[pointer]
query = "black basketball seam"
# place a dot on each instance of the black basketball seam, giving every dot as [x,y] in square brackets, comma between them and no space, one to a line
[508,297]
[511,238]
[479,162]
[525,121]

• • • • •

Write out the rows again, substituting "stitch line" for every occurrence of "seam" and leaving everything else unchanged.

[pointer]
query = "black basketball stitch line"
# place a dot on each instance of the black basketball stitch line, giving every dot as [x,y] in square brackets, comma between them and no space, one to a line
[508,297]
[511,238]
[479,162]
[525,121]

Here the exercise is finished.